Exercise brief>
Reproduce all of the data exactly, with no line skipped.

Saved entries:

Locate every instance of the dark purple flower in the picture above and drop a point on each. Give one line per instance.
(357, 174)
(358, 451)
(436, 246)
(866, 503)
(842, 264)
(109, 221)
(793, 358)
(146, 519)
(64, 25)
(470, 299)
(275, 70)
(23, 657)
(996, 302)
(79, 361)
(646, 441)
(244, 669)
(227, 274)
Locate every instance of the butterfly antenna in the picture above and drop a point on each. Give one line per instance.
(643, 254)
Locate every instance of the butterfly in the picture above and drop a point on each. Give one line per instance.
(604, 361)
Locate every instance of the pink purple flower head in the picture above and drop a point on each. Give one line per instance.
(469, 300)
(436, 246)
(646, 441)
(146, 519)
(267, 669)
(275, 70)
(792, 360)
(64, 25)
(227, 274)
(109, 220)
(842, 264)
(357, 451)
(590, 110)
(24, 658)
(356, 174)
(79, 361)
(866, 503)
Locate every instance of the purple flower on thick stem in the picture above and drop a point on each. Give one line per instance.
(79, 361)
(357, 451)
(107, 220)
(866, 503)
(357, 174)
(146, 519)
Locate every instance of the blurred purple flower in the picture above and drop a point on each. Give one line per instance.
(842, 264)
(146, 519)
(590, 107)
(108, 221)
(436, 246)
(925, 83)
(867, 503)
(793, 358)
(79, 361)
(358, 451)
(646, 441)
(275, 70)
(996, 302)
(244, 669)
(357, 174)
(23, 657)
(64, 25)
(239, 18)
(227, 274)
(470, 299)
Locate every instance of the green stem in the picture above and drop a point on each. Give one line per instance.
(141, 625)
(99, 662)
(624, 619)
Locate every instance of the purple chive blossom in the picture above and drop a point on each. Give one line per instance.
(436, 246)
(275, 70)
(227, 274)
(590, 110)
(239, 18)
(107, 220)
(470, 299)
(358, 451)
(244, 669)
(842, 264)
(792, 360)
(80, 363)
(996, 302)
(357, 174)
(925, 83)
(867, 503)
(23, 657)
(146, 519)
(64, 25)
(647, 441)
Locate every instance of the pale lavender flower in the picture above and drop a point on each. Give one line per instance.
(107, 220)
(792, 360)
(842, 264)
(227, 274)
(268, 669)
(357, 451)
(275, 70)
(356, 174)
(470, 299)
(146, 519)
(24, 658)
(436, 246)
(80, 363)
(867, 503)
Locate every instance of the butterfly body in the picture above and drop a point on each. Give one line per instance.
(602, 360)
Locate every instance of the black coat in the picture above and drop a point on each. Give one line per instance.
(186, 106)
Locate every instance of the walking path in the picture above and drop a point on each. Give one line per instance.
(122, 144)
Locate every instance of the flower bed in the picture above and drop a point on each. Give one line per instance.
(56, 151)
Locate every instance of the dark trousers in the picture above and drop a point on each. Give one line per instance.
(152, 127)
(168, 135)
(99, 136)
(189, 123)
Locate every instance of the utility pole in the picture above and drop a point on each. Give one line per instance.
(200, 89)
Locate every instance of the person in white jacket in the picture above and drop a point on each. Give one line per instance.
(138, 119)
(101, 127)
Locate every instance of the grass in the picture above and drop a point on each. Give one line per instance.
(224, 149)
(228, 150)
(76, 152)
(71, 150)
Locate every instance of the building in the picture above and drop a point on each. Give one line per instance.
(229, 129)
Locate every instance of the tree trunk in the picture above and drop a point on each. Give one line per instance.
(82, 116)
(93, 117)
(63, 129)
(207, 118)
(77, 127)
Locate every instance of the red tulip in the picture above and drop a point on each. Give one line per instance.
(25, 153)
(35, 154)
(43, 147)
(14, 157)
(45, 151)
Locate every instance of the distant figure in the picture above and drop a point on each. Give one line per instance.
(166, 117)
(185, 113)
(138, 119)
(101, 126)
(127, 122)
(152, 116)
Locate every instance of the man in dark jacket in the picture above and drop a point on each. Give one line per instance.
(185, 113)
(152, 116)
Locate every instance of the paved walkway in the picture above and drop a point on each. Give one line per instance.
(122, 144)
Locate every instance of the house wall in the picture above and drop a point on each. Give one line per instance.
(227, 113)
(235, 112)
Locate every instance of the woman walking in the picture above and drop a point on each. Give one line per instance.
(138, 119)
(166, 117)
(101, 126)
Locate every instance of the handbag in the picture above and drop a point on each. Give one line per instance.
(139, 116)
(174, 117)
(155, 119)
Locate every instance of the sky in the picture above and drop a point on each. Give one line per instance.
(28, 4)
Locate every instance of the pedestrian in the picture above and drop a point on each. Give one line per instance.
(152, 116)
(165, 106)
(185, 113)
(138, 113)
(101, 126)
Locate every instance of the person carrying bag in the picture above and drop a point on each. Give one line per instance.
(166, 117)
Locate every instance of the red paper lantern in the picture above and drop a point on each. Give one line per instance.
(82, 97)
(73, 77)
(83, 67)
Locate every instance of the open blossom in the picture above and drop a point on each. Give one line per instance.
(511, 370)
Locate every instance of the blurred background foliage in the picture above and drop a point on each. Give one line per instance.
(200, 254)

Answer in full>
Locate every instance of the dark purple flower in the picture above and drop a point on each. Give one line per instance.
(357, 174)
(358, 451)
(436, 246)
(866, 503)
(842, 264)
(109, 221)
(793, 358)
(146, 519)
(64, 25)
(470, 299)
(275, 70)
(23, 657)
(996, 302)
(79, 361)
(646, 441)
(244, 669)
(227, 274)
Locate every instance of the butterfly antenna in the picture above and drop a point on each. Give one line per instance.
(643, 254)
Locate every instance of the butterfly in the picture above and drop a point on each. Give one line per instance.
(604, 361)
Locate every instance of the pink purple flower head in the picture above and drop a point on each. Give one line per instance.
(469, 300)
(436, 246)
(646, 441)
(146, 519)
(267, 669)
(275, 70)
(792, 360)
(64, 25)
(227, 274)
(109, 220)
(842, 264)
(357, 451)
(590, 110)
(24, 658)
(356, 174)
(79, 361)
(866, 503)
Locate every instance of the purple flower on thick stem in the picture above and drop a point on each. Give one line per instance.
(79, 361)
(357, 451)
(107, 220)
(866, 503)
(357, 174)
(146, 519)
Locate every instance of the blurred purple flower in the picture above and drop a point on each. Give one line per instance.
(842, 264)
(146, 519)
(590, 107)
(108, 221)
(436, 246)
(925, 83)
(867, 503)
(793, 358)
(79, 361)
(358, 451)
(646, 441)
(275, 70)
(996, 302)
(244, 669)
(357, 174)
(23, 657)
(64, 25)
(239, 18)
(227, 274)
(470, 299)
Locate every instance of the green stem in the picture above and drop a point on each. Give one line per instance.
(141, 625)
(99, 662)
(624, 619)
Locate every instance of the purple chive blossom in the picture above and drop a point on each. Give one line per instance.
(436, 246)
(275, 70)
(227, 274)
(590, 110)
(239, 18)
(107, 220)
(470, 299)
(358, 451)
(244, 669)
(842, 264)
(792, 360)
(80, 363)
(996, 302)
(357, 174)
(925, 83)
(867, 503)
(23, 657)
(146, 519)
(64, 25)
(647, 441)
Locate every instance of the pale lavender flower in the picture above and drop a point on each. Give one line per instance.
(107, 220)
(792, 360)
(842, 264)
(227, 274)
(268, 669)
(357, 451)
(275, 70)
(356, 174)
(470, 299)
(146, 519)
(24, 658)
(436, 246)
(80, 363)
(867, 503)
Locate every instance of the butterfly body in the picture above and drop a point on each. Give one line per instance.
(602, 360)
Locate every instance of the black coat in the picture above and drop a point on each. Give one line per instance.
(186, 106)
Locate every instance of the walking path in the picture above and drop a point on each. Give one line per instance.
(122, 144)
Locate every instance of the flower bed in the picture above and drop a point on each. Give one line per instance.
(56, 151)
Locate every instance of the dark trousers in the picture above and drop a point on each. Give one line per instance.
(152, 127)
(168, 135)
(99, 136)
(189, 123)
Locate every instance of the utility pole in the picture above and drop a point on each. Give one line per instance.
(200, 89)
Locate every instance of the person in white jacket in the picture above and drop a point on each. Give one line per instance.
(138, 119)
(101, 127)
Locate every instance of the grass in the picture above and drop a point on each. Give one line per instance.
(224, 149)
(228, 150)
(76, 152)
(71, 150)
Locate every instance of the building in the picture above and drop a point on each. Give one line per instance.
(229, 129)
Locate every instance of the tree trunk in the picture above and drop a point on each. Give one line per instance.
(82, 116)
(93, 117)
(63, 129)
(207, 118)
(77, 127)
Locate every instance of the red tulip in the picture above and drop a point on each. Give one line per instance.
(25, 153)
(35, 154)
(43, 147)
(14, 157)
(45, 151)
Locate every instance of the distant figure in the picture above and drop a point on each. Give one line per instance.
(166, 117)
(185, 113)
(138, 119)
(101, 126)
(127, 122)
(152, 116)
Locate every instance of the man in dark jacket in the picture above and drop a point on each. Give one line per instance.
(185, 113)
(152, 116)
Locate every instance of the paved walkway in the picture above and drop a point on each. Give one line per instance.
(122, 144)
Locate every instance of the house wall in the picture above and drop a point on each. Give one line per instance.
(227, 113)
(235, 112)
Locate every instance of the woman walking in the picture above and drop a point on each. Give one line per instance.
(138, 119)
(166, 117)
(101, 126)
Locate every instance of the handbag in the picture above and drop a point on each. Give one line per instance.
(139, 116)
(174, 117)
(155, 119)
Locate every instance of the sky in the picture above and drop a point on each. Give one line per instance.
(28, 4)
Locate every instance of the pedestrian in the picture above and drop a point on each. Give one line per instance.
(152, 116)
(165, 106)
(185, 113)
(138, 113)
(101, 126)
Locate every instance of the person carrying bag in the picture above and drop a point on each. Give one line per instance.
(166, 117)
Locate every instance of the red paper lantern in the picture above and drop a point on each. Give one line per instance.
(82, 97)
(73, 77)
(83, 67)
Locate every instance of the open blossom in the picture above and drop a point on each. Give one line per instance.
(511, 370)
Locate every instance of the blurred background foliage in the picture above and drop a point on each. Give one line per instance.
(200, 254)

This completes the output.